Swap "whereabouts" for "location" in the lines running from the start of the text through the line that contains "[201,209,266,286]", leaving everything else unchanged, and return only those lines.

== Given records

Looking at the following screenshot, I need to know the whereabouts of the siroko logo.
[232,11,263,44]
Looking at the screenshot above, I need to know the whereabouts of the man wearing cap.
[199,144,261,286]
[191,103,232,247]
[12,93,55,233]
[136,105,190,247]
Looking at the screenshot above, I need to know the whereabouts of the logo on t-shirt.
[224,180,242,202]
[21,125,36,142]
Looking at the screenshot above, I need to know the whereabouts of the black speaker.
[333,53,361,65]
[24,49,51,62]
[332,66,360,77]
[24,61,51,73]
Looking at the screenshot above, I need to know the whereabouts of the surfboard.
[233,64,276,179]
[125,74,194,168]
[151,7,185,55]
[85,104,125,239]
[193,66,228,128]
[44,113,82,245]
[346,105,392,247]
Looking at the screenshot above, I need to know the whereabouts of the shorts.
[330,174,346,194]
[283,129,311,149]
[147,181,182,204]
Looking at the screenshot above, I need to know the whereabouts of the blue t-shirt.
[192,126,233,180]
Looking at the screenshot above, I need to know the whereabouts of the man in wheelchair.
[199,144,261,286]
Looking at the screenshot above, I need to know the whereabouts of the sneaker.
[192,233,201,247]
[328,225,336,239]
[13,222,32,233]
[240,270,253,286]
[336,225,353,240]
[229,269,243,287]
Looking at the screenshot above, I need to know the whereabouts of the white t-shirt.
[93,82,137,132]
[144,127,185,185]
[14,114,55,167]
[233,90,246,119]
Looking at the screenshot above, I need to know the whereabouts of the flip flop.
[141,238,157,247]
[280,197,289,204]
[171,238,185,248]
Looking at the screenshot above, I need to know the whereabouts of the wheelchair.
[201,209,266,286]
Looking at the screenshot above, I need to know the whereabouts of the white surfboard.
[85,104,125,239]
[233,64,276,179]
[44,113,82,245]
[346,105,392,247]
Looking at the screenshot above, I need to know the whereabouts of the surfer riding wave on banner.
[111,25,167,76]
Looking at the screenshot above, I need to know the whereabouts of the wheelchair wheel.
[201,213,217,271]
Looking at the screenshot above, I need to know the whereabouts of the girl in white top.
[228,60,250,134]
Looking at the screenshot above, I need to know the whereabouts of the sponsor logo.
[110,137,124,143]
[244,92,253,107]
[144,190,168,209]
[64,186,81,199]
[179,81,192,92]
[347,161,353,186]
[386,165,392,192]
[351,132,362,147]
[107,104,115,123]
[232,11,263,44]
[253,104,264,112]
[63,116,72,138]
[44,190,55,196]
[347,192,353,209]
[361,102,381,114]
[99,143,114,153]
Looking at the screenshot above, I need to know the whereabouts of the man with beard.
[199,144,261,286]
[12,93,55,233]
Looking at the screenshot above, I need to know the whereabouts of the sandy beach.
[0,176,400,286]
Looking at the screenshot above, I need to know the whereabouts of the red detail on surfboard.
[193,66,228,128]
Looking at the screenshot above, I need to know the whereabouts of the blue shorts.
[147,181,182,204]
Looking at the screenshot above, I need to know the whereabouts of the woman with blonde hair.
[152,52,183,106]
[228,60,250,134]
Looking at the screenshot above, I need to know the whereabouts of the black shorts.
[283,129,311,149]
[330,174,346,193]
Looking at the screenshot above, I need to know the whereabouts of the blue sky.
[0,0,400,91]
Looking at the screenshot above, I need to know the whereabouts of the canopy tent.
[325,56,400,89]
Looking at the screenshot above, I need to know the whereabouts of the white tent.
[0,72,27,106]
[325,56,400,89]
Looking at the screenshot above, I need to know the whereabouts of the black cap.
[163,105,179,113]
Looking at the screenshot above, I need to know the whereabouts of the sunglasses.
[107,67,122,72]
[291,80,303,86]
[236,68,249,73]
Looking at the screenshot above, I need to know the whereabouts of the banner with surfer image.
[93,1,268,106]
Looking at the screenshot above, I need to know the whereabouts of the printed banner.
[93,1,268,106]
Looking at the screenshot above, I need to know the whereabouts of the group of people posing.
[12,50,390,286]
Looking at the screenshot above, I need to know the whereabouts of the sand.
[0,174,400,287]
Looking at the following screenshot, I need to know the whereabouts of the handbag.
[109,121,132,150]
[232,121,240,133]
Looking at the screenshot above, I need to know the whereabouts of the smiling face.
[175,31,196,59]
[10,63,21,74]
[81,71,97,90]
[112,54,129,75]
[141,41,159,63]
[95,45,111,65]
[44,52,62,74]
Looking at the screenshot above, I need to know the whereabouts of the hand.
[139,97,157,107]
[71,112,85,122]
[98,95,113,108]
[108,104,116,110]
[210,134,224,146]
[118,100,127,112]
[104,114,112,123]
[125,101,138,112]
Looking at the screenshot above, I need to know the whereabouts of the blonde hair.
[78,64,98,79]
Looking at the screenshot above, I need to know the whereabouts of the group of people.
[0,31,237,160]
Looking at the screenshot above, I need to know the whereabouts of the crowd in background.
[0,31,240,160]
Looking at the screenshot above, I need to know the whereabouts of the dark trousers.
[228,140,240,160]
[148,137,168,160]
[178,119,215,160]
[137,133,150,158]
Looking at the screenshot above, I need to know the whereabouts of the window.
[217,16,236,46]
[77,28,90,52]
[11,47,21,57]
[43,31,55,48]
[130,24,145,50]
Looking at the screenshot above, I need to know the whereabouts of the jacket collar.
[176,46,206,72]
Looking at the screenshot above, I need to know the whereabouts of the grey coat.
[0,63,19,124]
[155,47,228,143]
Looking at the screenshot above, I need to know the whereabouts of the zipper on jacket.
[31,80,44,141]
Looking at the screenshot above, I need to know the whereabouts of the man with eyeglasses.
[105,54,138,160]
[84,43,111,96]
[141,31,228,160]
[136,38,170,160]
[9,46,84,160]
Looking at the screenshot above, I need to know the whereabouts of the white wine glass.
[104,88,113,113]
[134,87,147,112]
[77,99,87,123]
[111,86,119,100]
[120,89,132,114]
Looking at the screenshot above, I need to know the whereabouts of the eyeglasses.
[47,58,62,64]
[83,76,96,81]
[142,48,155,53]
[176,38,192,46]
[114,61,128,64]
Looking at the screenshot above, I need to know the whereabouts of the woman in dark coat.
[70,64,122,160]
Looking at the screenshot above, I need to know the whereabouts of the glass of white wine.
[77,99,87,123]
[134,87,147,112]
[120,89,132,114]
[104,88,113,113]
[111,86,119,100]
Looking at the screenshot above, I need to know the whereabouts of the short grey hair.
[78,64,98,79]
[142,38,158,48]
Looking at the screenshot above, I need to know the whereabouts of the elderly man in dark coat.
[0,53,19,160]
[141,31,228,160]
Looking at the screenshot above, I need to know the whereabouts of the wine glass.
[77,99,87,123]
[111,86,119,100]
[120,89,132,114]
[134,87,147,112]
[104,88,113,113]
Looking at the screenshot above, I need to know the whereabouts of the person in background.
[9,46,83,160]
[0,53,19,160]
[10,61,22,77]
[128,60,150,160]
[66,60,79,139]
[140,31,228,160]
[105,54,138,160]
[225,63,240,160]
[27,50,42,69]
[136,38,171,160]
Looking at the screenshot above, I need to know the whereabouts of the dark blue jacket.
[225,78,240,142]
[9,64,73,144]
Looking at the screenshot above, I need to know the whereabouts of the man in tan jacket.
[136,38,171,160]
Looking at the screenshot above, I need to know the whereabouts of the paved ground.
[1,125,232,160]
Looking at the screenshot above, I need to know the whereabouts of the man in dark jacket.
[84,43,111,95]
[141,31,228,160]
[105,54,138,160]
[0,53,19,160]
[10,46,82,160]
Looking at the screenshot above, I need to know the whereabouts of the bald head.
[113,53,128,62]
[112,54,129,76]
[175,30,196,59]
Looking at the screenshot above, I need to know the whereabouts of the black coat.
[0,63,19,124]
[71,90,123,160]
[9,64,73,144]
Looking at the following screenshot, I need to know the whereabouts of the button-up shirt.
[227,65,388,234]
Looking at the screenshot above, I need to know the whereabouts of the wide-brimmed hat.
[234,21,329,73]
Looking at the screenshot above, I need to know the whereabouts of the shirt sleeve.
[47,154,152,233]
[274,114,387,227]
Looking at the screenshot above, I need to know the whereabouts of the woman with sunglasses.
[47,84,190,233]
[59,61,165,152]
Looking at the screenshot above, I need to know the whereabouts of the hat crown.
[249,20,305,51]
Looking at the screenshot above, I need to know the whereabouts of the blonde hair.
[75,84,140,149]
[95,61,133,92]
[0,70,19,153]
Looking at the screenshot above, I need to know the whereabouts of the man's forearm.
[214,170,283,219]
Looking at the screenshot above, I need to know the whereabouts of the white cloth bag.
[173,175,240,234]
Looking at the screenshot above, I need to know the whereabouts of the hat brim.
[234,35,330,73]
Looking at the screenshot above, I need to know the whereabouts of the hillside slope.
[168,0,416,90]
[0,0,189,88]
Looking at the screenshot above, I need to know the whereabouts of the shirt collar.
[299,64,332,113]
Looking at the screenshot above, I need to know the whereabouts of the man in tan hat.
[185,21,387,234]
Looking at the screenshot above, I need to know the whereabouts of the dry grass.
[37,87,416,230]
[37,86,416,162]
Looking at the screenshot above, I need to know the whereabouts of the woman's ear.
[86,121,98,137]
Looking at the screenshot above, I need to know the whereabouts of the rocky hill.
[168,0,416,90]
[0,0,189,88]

====

* Exercise response:
Looking at the following screenshot, I need to know the location of the siroko logo.
[232,11,263,44]
Looking at the screenshot above, I need to know the location of the man wearing cap.
[199,144,261,286]
[191,103,232,247]
[12,93,55,233]
[136,105,190,247]
Looking at the screenshot above, I need to know the location of the logo on t-shirt.
[224,180,242,202]
[21,125,36,142]
Looking at the screenshot above, I need to know the location of the black speaker.
[333,53,361,65]
[24,49,51,62]
[332,66,360,77]
[24,61,51,73]
Looking at the screenshot above, I need to know the location of the surfboard.
[233,64,276,179]
[125,74,194,168]
[151,7,185,55]
[85,104,125,239]
[193,66,228,128]
[44,113,82,245]
[346,105,392,247]
Looking at the screenshot above, I need to know the location of the shorts.
[330,174,346,194]
[283,129,311,149]
[147,181,182,204]
Looking at the screenshot above, I need to know the location of the blue t-shirt.
[192,126,233,180]
Looking at the screenshot above, I need to know the location of the man in wheelchair.
[199,144,261,286]
Looking at the screenshot above, I need to know the location of the sneaker.
[192,233,201,247]
[328,225,336,239]
[13,222,32,233]
[240,270,253,286]
[336,225,353,240]
[229,269,243,287]
Looking at the screenshot above, I need to know the location of the white t-shirt.
[93,82,137,132]
[144,127,185,185]
[14,114,55,167]
[233,90,246,119]
Looking at the screenshot above, I need to know the location of the flip flop.
[141,238,157,247]
[280,197,289,204]
[171,238,185,248]
Looking at the screenshot above, I need to know the location of the wheelchair.
[201,209,266,286]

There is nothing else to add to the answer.